EXTRACTED TEXT:
start

Fleisher was beaming like a football coach watching his star players beating each other up at practice before a big game. The Case of the Missing Face was one of the most challenging cold cases ever brought before the Vidocq Society, he thought, and they needed this level of passion and commitment to solve it.

It was clear as Bender returned to his South Street warehouse studio in Philadelphia and Walter to his Victorian mansion in the Pennsylvania mountains that the partners would be simultaneously working together and competing, as only they could.

“I think Richard’s got a good profile going, and there’s nobody like Frank in giving name and face to the dead,” Fleisher said. “There’s nothing to go on but if anybody can do it it’s this group, my friends.” He grinned. “The question is: To whom will the bones talk?”

Stripped to the waist in his studio, Bender animated the dead with clay using unknown powers that frightened those who saw him as arrogant, a Dr. Faust making deals with the devil. These people never knew the deep humility that Bender brought to his work. As he began to build up a skull with clay he abandoned all ego, left the moorings of space and time, gave himself utterly to “enter the flow of nature. You start with the eye, nose, and mouth and you keep them all flowing at the same time. Beautiful or ugly, our features were made to harmonize together.” Yet the Girl with the Missing Face was beyond humbling; with no nose, mouth, eyes, cheeks, or chin to go on, he called Hall up and repeated his fear: “This is impossible.” After parts of three days mulling the gaping hole in the center of the skull, he still didn’t know where to begin.

end

DATA RECORDS:
start

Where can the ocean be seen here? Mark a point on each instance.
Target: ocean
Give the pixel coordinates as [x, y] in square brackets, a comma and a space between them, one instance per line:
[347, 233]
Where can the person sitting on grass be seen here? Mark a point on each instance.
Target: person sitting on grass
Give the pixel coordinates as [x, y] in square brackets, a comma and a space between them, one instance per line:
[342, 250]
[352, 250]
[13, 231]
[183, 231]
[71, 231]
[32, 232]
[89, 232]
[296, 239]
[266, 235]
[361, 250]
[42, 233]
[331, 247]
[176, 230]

end
start

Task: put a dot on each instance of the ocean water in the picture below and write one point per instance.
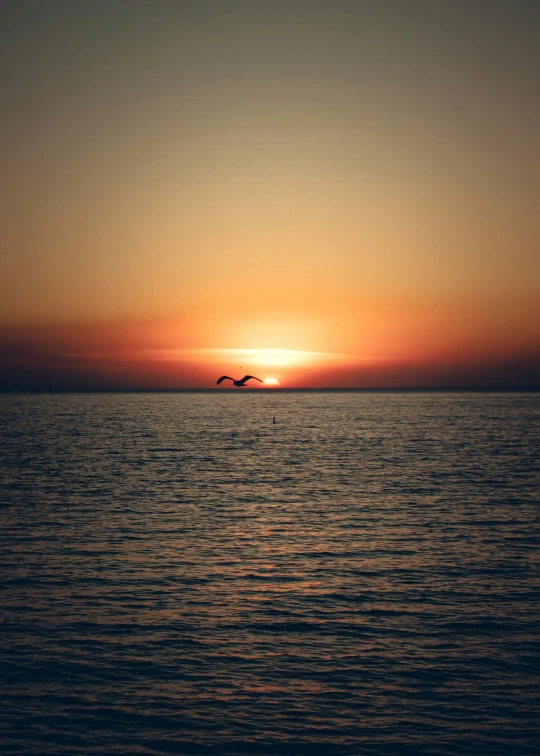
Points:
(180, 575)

end
start

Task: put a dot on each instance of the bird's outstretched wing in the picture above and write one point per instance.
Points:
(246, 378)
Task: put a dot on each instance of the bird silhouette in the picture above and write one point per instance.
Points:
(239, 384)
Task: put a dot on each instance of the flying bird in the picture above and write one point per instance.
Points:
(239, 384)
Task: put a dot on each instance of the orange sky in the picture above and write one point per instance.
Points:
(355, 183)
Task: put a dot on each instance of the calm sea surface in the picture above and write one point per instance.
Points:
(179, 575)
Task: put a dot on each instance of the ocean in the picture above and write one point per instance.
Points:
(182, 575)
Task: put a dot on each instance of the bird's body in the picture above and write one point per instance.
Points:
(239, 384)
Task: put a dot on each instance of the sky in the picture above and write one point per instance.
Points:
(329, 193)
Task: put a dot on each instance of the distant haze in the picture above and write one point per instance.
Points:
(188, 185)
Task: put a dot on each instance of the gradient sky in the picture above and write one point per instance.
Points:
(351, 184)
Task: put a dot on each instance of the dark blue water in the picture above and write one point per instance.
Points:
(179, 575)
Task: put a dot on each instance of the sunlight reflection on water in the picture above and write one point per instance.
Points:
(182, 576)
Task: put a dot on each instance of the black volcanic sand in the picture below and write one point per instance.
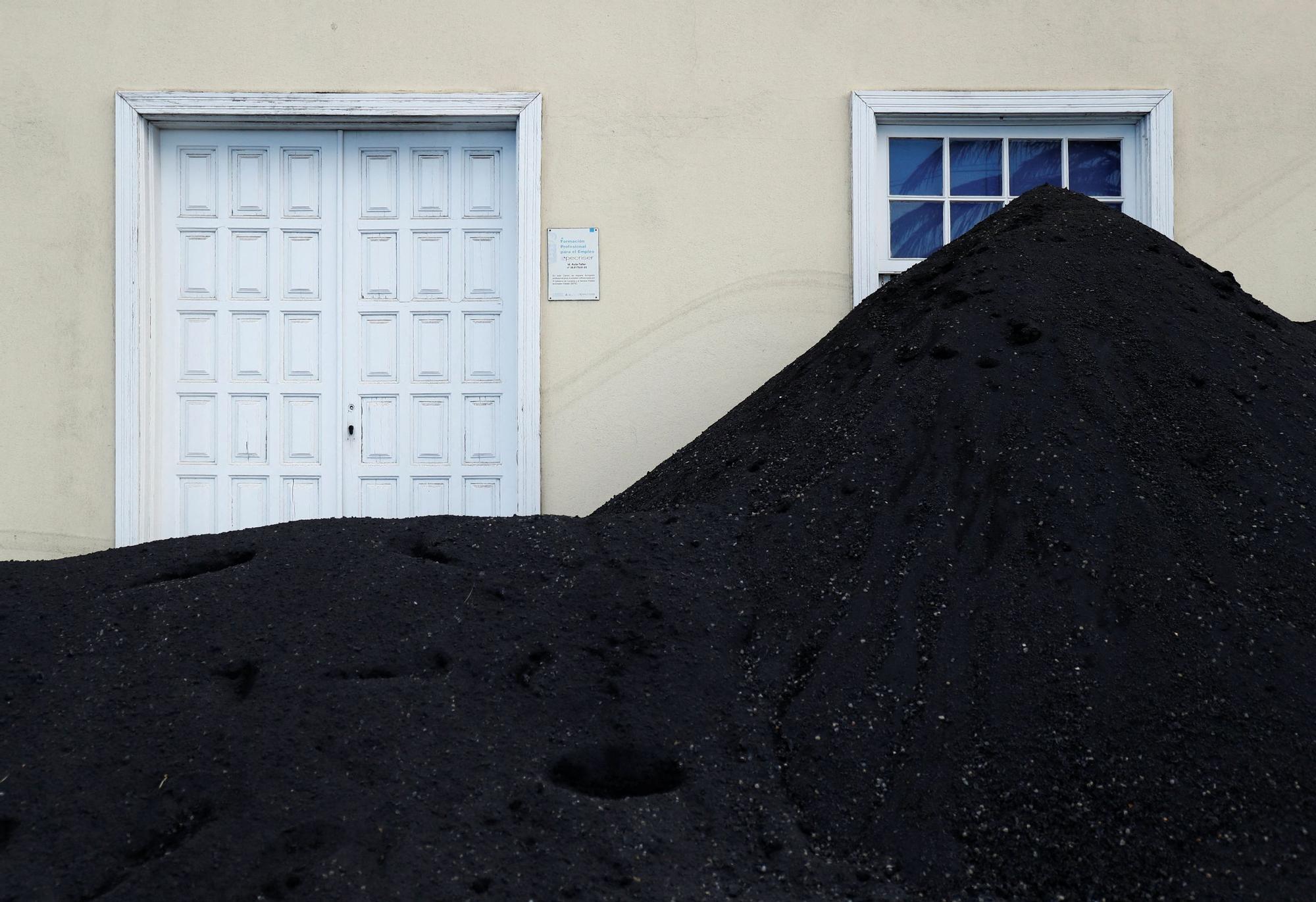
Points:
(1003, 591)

end

Write the next part of the passage about the Case of the Missing Face, picking up after its final sentence. The records stand apart from the passage about the Case of the Missing Face.

Frustrated, he returned to his high-profile commission sculpture Unearthed. He was sculpting two slaves—a man and two women—from their exhumed eighteenth-century skulls to make a memorial for the African Burial Ground in New York City. Working with a slave skull, he noticed the small sphenoid bone behind the eye was nearly the same width as the nasal bones. The Girl with the Missing Face still had a sphenoid bone and since she was believed to be partly African American . . . had he stumbled upon a way to gauge her nasal aperture?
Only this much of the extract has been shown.